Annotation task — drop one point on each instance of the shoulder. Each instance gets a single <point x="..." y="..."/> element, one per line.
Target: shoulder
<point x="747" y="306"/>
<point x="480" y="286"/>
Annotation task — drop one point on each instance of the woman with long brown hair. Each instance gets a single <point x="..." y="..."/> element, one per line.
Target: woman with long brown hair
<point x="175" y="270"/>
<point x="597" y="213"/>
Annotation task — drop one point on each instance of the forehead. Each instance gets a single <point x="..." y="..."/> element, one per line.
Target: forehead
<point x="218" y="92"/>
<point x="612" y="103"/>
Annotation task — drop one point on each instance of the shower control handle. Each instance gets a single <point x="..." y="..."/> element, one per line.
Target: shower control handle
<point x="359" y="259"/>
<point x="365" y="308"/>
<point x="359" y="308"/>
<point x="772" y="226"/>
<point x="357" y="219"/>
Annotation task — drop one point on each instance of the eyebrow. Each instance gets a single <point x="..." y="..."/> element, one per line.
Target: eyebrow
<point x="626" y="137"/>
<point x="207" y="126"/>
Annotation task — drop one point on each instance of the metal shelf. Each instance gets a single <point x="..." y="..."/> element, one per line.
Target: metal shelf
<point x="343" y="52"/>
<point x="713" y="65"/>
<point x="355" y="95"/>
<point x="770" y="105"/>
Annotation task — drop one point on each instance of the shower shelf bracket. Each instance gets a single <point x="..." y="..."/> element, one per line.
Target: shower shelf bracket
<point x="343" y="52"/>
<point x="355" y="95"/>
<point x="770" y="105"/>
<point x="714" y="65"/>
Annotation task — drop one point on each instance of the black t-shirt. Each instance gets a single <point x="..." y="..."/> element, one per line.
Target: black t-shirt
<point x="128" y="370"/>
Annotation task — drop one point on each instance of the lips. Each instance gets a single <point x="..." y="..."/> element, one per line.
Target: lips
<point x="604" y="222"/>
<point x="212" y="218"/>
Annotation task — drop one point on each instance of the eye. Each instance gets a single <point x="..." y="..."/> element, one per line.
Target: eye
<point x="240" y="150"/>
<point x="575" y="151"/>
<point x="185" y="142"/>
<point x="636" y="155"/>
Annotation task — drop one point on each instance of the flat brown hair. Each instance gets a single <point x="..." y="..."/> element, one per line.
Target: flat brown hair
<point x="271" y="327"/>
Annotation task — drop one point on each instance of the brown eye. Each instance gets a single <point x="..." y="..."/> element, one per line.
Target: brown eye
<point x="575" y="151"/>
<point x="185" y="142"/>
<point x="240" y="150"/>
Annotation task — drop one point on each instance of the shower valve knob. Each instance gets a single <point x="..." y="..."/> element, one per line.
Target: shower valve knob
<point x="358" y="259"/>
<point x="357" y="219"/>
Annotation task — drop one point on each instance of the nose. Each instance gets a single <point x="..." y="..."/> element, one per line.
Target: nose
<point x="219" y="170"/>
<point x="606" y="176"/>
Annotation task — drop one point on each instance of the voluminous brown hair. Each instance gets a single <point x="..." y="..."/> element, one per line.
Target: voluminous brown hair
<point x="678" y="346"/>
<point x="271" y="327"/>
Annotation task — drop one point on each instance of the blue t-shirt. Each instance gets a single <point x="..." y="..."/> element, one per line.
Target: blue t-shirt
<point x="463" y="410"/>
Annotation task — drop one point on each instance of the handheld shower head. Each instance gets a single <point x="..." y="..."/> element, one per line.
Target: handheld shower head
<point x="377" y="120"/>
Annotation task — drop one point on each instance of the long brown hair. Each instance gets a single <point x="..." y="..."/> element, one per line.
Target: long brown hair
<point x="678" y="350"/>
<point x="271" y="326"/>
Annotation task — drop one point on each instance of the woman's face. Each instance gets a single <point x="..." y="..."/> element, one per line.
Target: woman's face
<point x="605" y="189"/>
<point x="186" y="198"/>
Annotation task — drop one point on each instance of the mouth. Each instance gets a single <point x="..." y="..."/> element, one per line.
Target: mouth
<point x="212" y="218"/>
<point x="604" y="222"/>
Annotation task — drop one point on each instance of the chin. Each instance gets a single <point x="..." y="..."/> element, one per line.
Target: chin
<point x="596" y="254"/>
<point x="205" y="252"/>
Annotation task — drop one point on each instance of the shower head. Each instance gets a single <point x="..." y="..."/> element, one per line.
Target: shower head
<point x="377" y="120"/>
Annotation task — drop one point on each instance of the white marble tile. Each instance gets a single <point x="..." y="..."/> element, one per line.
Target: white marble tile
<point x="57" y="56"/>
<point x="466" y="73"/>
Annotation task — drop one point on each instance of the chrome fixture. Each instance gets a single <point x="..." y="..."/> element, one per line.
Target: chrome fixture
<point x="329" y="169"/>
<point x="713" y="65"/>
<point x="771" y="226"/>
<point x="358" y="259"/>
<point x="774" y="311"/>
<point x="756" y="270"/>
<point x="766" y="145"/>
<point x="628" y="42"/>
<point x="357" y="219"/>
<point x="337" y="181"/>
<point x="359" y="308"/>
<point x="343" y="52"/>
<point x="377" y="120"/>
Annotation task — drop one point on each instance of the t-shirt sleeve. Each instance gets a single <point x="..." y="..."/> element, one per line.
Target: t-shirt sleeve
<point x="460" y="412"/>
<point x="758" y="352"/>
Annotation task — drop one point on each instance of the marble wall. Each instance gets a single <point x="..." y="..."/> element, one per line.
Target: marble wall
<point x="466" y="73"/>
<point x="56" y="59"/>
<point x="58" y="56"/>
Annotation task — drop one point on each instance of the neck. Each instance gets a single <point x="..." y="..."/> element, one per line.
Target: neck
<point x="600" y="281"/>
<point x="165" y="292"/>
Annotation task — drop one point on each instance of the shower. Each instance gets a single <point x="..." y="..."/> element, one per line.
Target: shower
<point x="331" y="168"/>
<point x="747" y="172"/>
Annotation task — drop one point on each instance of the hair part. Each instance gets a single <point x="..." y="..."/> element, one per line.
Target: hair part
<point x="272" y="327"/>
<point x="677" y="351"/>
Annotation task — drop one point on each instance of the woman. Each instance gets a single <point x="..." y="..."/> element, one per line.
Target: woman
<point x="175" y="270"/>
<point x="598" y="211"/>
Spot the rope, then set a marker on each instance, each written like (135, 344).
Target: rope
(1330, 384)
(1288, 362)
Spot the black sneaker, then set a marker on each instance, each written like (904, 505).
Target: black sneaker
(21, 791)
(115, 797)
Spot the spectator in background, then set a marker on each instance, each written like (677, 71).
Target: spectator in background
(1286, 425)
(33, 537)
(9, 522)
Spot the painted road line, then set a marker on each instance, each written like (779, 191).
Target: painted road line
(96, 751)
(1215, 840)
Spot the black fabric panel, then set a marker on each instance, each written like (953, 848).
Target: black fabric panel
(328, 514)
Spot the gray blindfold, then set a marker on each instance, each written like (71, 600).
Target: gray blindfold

▶ _THE TASK_: Only the lines from the first line of the records through the one containing "the shower control" should be reproduced, exactly, with both of them included.

▶ _EXPECTED ANSWER_:
Annotation task — drop one point on each instance of the shoulder. Each instance gets a single <point x="..." y="..."/> element, one per line.
Target: shoulder
<point x="747" y="306"/>
<point x="480" y="286"/>
Annotation task — drop one point on each instance of the woman with long brown hair. Each instance gets a single <point x="..." y="..."/> element, one per line.
Target: woman with long brown hair
<point x="175" y="270"/>
<point x="597" y="213"/>
Annotation task — drop one point on each instance of the forehead. Each instance gets a single <point x="..." y="..."/> element, one per line.
Target: forehead
<point x="218" y="92"/>
<point x="612" y="103"/>
Annotation task — drop one point on each instance of the shower control handle. Each instance gets a single <point x="..." y="..."/> element, one per line.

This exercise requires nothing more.